[Start]
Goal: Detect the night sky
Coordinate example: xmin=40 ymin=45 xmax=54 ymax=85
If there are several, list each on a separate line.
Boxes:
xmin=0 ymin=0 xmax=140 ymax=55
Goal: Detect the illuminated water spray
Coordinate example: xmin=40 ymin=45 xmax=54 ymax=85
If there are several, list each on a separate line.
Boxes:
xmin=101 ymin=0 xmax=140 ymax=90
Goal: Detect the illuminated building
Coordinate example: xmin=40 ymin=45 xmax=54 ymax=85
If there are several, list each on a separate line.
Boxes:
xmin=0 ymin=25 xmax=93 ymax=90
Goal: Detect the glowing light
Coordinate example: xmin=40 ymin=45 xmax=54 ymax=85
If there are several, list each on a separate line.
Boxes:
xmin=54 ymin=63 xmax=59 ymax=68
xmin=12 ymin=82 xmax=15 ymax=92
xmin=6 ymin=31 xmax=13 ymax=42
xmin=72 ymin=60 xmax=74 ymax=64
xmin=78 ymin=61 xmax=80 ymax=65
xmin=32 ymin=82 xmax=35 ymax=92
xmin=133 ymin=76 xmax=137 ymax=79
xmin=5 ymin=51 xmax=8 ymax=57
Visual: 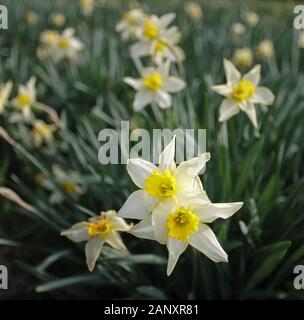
[End]
» **Written task**
Render every line of the items above as a Markdown table with the columns Row and Line, numbering the rows and skipping blank lines. Leave the pictures out of the answer.

» **Solution**
| Row | Line |
|---|---|
| 1 | Goal: Detect the night sky |
| 2 | Coordinate example: xmin=40 ymin=45 xmax=54 ymax=85 |
| 3 | If there are several, list each on a separate line. |
| 4 | Boxes: |
| 5 | xmin=0 ymin=0 xmax=140 ymax=55 |
| 6 | Goal: Detect the illuminated water spray |
| 7 | Coordinate example: xmin=40 ymin=45 xmax=54 ymax=85 |
| 8 | If there are several, list each on a separate line. |
| 9 | Boxes: |
| 10 | xmin=101 ymin=0 xmax=140 ymax=90 |
| 11 | Goal: Detect the illuminated building |
| 12 | Coordinate example: xmin=40 ymin=45 xmax=54 ymax=85 |
| 13 | If there are several, list each on a separate line. |
| 14 | Boxes: |
| 15 | xmin=0 ymin=25 xmax=93 ymax=90 |
| 16 | Goal: Detect the glowing light |
| 17 | Coordinate example: xmin=40 ymin=45 xmax=54 ymax=85 |
| 18 | If there are several, list each on a separate line. |
| 19 | Boxes: |
| 20 | xmin=54 ymin=63 xmax=59 ymax=68 |
| 21 | xmin=12 ymin=82 xmax=15 ymax=92 |
| 22 | xmin=6 ymin=31 xmax=13 ymax=42 |
| 23 | xmin=72 ymin=60 xmax=74 ymax=64 |
| 24 | xmin=78 ymin=61 xmax=80 ymax=65 |
| 25 | xmin=32 ymin=82 xmax=35 ymax=92 |
| 26 | xmin=133 ymin=76 xmax=137 ymax=79 |
| 27 | xmin=5 ymin=51 xmax=8 ymax=57 |
| 28 | Visual:  |